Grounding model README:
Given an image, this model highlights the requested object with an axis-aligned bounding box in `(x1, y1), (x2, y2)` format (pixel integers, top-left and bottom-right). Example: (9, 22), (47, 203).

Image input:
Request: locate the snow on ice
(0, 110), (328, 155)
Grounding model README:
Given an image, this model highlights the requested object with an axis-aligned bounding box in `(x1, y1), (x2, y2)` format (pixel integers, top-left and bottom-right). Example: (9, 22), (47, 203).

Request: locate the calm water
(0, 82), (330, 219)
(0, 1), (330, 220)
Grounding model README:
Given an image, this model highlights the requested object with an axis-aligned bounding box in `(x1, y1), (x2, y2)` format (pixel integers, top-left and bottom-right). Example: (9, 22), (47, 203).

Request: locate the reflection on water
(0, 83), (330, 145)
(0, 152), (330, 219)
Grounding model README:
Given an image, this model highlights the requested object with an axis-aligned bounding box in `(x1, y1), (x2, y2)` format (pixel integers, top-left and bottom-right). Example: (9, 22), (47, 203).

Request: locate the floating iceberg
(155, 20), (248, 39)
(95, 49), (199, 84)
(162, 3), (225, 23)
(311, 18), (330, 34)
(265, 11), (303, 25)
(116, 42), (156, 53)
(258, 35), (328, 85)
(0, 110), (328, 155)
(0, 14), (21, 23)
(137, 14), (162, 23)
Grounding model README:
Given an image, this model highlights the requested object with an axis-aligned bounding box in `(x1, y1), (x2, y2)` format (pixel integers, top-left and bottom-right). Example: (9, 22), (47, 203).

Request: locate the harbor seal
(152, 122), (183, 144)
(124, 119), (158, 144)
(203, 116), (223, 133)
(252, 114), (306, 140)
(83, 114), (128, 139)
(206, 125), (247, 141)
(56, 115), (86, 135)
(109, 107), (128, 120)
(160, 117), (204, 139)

● Set problem: Put all the lines above into a numbered list, leaving out the blank ones.

● Complete response:
1. Grounding model README:
2. Given an image, this model highlights the requested object with an axis-aligned bounding box in `(x1, y1), (x2, y2)` format (pixel integers, top-left and bottom-right). Example: (9, 22), (47, 203).
3. Image input:
4. Request: locate the snow on ice
5. (0, 110), (328, 155)
6. Grounding model README:
7. Given an image, this model highlights the requested object with an axis-aligned bounding box in `(x1, y1), (x2, y2)` format (pixel integers, top-left and bottom-right). Example: (9, 22), (47, 203).
8. Request: locate the calm water
9. (0, 82), (330, 219)
10. (0, 1), (330, 220)
11. Grounding model README:
12. Given an image, this model highlights the requested object with an axis-aligned bounding box in `(x1, y1), (x2, y2)` format (pixel integers, top-left and bottom-right). Example: (9, 22), (47, 203).
13. Request: locate the reflection on water
14. (0, 83), (330, 145)
15. (0, 152), (330, 219)
16. Grounding model README:
17. Given an image, this model highlights the requested object with an axis-aligned bounding box in `(x1, y1), (x2, y2)` format (pixel integers, top-left and bottom-right). Example: (9, 22), (47, 203).
18. Request: locate the floating iceberg
19. (155, 20), (248, 39)
20. (95, 49), (199, 84)
21. (162, 3), (225, 23)
22. (311, 18), (330, 34)
23. (265, 11), (303, 25)
24. (116, 42), (156, 53)
25. (258, 35), (328, 85)
26. (0, 110), (328, 155)
27. (0, 14), (21, 23)
28. (137, 14), (162, 23)
29. Grounding model README:
30. Given an image, this model highlights the requested object with an axis-aligned bounding box in `(x1, y1), (x2, y2)` format (pixel integers, top-left and bottom-right). Example: (9, 22), (47, 203).
31. Request: locate the harbor seal
32. (152, 122), (183, 144)
33. (124, 119), (158, 144)
34. (203, 116), (223, 133)
35. (252, 114), (306, 140)
36. (83, 114), (128, 139)
37. (206, 125), (247, 141)
38. (56, 115), (86, 135)
39. (109, 107), (128, 120)
40. (160, 117), (204, 139)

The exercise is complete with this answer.